## Dataset excerpts
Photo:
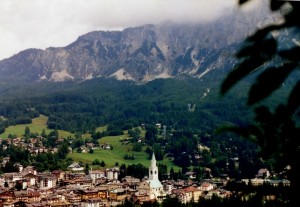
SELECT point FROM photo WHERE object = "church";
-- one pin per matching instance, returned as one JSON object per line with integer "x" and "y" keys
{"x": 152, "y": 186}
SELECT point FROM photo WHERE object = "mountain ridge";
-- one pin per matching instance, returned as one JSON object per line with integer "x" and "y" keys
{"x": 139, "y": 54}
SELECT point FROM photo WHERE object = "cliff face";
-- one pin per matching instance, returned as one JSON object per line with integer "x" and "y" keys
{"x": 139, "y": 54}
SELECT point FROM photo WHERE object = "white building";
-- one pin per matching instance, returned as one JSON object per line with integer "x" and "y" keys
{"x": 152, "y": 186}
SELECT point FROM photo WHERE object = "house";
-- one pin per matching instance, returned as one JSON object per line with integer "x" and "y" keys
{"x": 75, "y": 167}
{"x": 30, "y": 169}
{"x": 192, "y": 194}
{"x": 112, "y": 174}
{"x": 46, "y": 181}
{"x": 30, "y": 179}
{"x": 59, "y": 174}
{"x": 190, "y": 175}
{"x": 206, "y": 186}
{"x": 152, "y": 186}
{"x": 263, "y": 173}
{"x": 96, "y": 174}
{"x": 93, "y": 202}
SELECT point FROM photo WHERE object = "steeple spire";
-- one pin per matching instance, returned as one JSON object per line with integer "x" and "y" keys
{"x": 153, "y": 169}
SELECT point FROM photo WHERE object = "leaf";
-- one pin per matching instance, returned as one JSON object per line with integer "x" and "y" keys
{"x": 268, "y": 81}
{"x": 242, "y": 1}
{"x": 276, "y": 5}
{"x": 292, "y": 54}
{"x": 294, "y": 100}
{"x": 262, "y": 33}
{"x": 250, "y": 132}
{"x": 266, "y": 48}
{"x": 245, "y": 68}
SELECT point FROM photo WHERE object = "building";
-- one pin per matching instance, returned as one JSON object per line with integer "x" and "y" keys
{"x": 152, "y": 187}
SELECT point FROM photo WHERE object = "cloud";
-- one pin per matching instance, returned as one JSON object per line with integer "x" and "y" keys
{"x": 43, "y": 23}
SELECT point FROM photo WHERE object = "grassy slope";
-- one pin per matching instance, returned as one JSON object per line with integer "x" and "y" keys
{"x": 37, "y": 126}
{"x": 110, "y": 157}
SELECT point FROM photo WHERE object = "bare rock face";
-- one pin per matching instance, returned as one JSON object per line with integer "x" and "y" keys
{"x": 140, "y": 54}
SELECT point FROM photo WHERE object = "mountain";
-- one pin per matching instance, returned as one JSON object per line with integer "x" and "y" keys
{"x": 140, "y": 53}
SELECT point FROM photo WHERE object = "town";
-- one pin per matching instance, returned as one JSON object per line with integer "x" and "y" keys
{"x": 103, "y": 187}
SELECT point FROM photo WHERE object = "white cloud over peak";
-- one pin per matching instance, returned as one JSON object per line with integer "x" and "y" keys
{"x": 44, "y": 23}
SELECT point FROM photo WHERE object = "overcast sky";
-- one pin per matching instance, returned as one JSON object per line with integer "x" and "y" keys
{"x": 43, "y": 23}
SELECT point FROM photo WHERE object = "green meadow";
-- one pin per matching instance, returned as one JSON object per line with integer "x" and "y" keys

## Problem details
Quote all of the entries word for word, omitting any pictures.

## The output
Photo:
SELECT point FROM photo WHERE object = "church";
-- one pin per matching instance, returned as one JSON object per line with integer "x" and "y" keys
{"x": 152, "y": 186}
SELECT point FROM photo WHERE object = "mountain ridge";
-- one pin per matching instance, returned as one JSON object per line with integer "x" and "y" keys
{"x": 139, "y": 54}
SELECT point FROM photo WHERE object = "cliff face";
-- one pin per matching instance, returned as one JSON object per line with integer "x" and "y" keys
{"x": 139, "y": 54}
SELECT point FROM photo WHERE object = "white building";
-- one pin per matching instance, returned as one JSON object per line with integer "x" and "y" keys
{"x": 152, "y": 186}
SELECT point FROM photo WHERE object = "house";
-- one pin per matching instance, returned as one JSON object per line with integer "x" and "y" keys
{"x": 75, "y": 167}
{"x": 30, "y": 169}
{"x": 192, "y": 194}
{"x": 112, "y": 174}
{"x": 46, "y": 181}
{"x": 30, "y": 179}
{"x": 59, "y": 174}
{"x": 190, "y": 175}
{"x": 206, "y": 186}
{"x": 152, "y": 186}
{"x": 263, "y": 173}
{"x": 96, "y": 174}
{"x": 93, "y": 202}
SELECT point FROM photo WHERE object = "steeple spire";
-- one pin per matching instance, returned as one JSON object per line with integer "x" and "y" keys
{"x": 153, "y": 169}
SELECT point FROM photo WHERE object = "leaf";
-- one pin per matching instance, returned as one JSON object per line with integer "x" and "y" keys
{"x": 268, "y": 81}
{"x": 242, "y": 1}
{"x": 276, "y": 5}
{"x": 292, "y": 54}
{"x": 294, "y": 100}
{"x": 262, "y": 33}
{"x": 250, "y": 132}
{"x": 266, "y": 48}
{"x": 245, "y": 68}
SELECT point FROM photo WHERE object = "building";
-- one pin per matching instance, returned as one JSON object per line with integer "x" and "y" keys
{"x": 152, "y": 187}
SELECT point FROM photo WHERE object = "cloud";
-- one pin per matching instance, returned as one JSON object per line with integer "x" and "y" keys
{"x": 43, "y": 23}
SELECT point FROM photo WHERE object = "grassy slope";
-- one pin per matching instance, returned as one JSON object per line with integer "x" and "y" keys
{"x": 37, "y": 126}
{"x": 110, "y": 157}
SELECT point FROM photo WHERE object = "bare rock face";
-- one pin per matching instance, returned as one JSON object per line with integer "x" and "y" keys
{"x": 140, "y": 54}
SELECT point FROM photo WHERE object = "mountain";
-- one pin per matching instance, returned as one JSON object per line with integer "x" and "y" keys
{"x": 140, "y": 53}
SELECT point FROM photo WHERE object = "town";
-- one pin per matching instance, returned as one JSON object per line with integer "x" and "y" keys
{"x": 103, "y": 187}
SELECT point FROM photo WHERE object = "white cloud over peak";
-- one pin per matching instance, returned as one JSON object per line with integer "x" and "y" keys
{"x": 44, "y": 23}
SELECT point FROM photo WHERE object = "overcast sky";
-- one pin per matching instance, returned as one JSON object per line with integer "x" and "y" keys
{"x": 43, "y": 23}
SELECT point FROM photo WHERE object = "green meadow";
-- one pin per matching instance, returned as one JSON object per line with integer "x" and "y" keys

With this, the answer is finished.